- _Task prompt_
Decide whether each statement (a), (b), and (c) agrees with the article on February auto sales below. Answer yes or no for each, and quote the words of the article that decide it.
(a) Ford's February deliveries rose by more than analysts had estimated on average.
(b) GM brought its full-size pickup inventory down to 97 days supply.
(c) Nissan's sales increased in February.

- _Page text_
= = = = =
Ford’s deliveries of cars and light trucks last month climbed 9.3 percent, GM’s jumped 7.2 percent, Toyota Motor Corp.’s increased 4.3 percent and Chrysler Group LLC’s rose 4.1 percent, according to company statements.
The average estimates of 11 analysts were for gains of 9.8 percent by Ford, 4.9 percent for GM and 4.4 percent for Chrysler. GM and Chrysler, majority owned by Fiat SpA, said separately their February sales were the best in five years. Toyota was projected to report an 8.5 percent increase, the average of eight analysts’ estimates.
With Democrats and Republicans deadlocked over how to replace across-the-board cuts, known as sequestration, totaling $1.2 trillion over nine years, President Barack Obama issued an order last night putting the reductions into effect ― $85 billion worth for the remaining seven months of the current fiscal year.
“There’s a lot of discussion about Washington right now, but we still feel that the fundamentals are strong and are going to continue,” Kurt McNeil, vice president of U.S. sales operations, said Friday on the company’s conference call.
GM rose 0.2 percent to $27.21 at the close in New York Friday, while Ford was unchanged at $12.61. The Standard & Poor’s 500 Index increased 0.2 percent.
Sales dropped 2 percent for Honda Motor Co. and 6.6 percent for Nissan Motor Co. in February. The averages of eight analysts’ estimates were for a 0.7 percent increase for Honda and a 3.3 percent decline for Nissan.
New-car buyers, shunned by lenders just four years ago, are now benefiting from historically low interest rates and better availability of financing. Auto sales rebounded from the U.S. recession that ended in 2009 more quickly than housing did, boosting the economy as volumes approach pre-recession levels.
Banks reported the most common rate for a 48-month new-car loan was 4.82 percent in November, the most-recent reporting period. The rates have dropped from more than 7 percent before the Fed lowered its target interest rate to zero in December 2008 and began large-scale asset purchases to boost growth.
“People quite frankly have become completely numb to that whole budget issue,” Al Castignetti, Nissan’s vice president of U.S. sales, said in an interview, adding that consumers will “absolutely not” pull back in March if the spending cuts go into effect. “Consumer confidence is on the rise. People are taking advantage of the low interest rates.”
Ford’s has said its outlook is for about 2 percent to 2.5 percent growth for the U.S. economy this year. Full implementation of the sequester may represent a “drag” on gross domestic product of about half a percentage point, Ellen Hughes-Cromwick, Ford’s chief economist, said Friday on the company’s call.
In spite of the potential headwind, Ford plans to boost second-quarter production to 800,000 vehicles in North America, from 737,000 a year earlier. Chrysler said Feb. 28 it will invest $374 million to increase output of transmissions.
“I think people will keep on buying,” Sergio Marchionne, Chrysler’s chief executive officer, told reporters Feb. 28 at one of the company’s factories in central Indiana. He declined to comment about the government’s negotiations, telling reporters “I’m not part of it, nor do I think it’s going to have a negative impact” on industry sales.
GM, which has been targeting lower full-size pickup inventory ahead of the release of new trucks this year, reduced its stock of those models to 97 days supply from 117 at the end of January. Sales of Chevrolet Silverado pickups rose 29 percent in February, while GMC Sierra surged 25 percent, the Detroit- based company said in a statement.
= = = = =
(Entries from an annotation dataset)
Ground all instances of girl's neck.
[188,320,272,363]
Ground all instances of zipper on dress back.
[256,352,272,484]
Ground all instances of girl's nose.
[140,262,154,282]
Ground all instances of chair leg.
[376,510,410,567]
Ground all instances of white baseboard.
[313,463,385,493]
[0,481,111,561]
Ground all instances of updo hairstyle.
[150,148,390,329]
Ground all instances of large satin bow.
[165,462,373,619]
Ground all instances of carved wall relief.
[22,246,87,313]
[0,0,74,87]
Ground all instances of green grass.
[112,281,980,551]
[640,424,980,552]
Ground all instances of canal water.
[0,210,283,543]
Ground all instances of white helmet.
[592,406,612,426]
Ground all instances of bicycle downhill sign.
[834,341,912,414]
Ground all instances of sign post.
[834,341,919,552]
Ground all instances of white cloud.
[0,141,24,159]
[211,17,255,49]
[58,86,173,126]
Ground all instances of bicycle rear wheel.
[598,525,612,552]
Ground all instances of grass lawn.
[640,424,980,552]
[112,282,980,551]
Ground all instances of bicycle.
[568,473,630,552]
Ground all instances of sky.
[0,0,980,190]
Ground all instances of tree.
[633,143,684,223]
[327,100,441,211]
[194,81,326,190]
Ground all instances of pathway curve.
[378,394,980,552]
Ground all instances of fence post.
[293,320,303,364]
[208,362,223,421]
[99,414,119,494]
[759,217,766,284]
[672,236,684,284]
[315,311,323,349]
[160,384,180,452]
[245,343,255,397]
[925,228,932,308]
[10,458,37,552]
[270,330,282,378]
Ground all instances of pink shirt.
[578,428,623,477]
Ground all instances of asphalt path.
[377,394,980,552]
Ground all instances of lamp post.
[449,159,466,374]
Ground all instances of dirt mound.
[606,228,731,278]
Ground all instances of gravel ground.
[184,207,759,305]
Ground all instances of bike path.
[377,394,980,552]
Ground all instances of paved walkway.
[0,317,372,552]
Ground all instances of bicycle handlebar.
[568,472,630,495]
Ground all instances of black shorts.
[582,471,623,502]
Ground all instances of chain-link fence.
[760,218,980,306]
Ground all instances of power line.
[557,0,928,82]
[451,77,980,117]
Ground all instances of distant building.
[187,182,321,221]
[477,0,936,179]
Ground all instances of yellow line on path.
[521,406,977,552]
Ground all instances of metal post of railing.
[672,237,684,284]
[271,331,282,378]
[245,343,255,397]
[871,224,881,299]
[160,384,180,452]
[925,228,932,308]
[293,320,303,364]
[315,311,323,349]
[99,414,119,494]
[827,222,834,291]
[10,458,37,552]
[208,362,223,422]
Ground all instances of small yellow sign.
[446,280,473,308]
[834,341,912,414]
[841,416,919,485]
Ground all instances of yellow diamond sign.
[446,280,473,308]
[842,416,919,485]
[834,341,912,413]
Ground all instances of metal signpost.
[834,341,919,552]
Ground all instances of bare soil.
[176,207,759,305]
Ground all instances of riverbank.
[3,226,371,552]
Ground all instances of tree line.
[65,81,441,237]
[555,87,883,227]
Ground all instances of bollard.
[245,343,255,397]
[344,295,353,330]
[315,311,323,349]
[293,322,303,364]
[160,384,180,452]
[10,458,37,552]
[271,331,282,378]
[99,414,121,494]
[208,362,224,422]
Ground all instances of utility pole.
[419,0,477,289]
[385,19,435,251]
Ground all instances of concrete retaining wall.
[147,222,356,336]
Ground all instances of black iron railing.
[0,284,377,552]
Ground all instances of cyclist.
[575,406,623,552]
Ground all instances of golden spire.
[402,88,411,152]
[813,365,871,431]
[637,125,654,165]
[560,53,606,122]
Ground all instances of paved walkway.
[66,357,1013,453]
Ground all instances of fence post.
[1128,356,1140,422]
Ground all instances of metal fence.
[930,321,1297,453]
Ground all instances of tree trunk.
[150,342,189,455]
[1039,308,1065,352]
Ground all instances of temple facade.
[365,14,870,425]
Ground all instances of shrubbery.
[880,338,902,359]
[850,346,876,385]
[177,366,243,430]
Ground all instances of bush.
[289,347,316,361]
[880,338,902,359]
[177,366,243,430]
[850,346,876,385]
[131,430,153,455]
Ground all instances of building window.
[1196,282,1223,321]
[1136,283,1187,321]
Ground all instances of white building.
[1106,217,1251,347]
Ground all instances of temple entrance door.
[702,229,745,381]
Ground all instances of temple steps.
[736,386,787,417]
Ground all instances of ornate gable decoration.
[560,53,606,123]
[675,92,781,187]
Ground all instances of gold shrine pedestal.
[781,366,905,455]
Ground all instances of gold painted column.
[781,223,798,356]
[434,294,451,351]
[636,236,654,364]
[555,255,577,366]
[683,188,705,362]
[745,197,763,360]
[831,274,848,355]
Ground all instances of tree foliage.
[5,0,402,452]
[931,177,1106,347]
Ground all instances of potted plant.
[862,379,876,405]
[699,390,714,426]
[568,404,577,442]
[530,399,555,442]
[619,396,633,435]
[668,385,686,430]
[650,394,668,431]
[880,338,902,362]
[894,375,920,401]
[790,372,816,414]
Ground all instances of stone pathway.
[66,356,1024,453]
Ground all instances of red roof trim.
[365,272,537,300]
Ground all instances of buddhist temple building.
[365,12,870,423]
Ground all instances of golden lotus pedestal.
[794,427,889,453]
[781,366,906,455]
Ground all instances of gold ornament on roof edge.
= = = = =
- _The response_
(a) No: "Ford’s deliveries of cars and light trucks last month climbed 9.3 percent" and "The average estimates of 11 analysts were for gains of 9.8 percent by Ford"
(b) Yes: "reduced its stock of those models to 97 days supply from 117 at the end of January"
(c) No: "Sales dropped 2 percent for Honda Motor Co. and 6.6 percent for Nissan Motor Co. in February."